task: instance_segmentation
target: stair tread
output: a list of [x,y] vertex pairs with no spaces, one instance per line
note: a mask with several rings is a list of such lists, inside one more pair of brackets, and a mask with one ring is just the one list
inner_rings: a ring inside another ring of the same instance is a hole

Request — Rename "stair tread" to "window frame" throughout the data, and give every line again with nothing else altered.

Exercise result —
task: instance_segmentation
target: window frame
output: a list of [x,y] vertex pairs with no spaces, one instance per line
note: a mask with several rings is a list of such lists, inside one more pair of brackets, and a mask with one ring is just the one list
inner_rings: a ring inside another ring of the same instance is a hole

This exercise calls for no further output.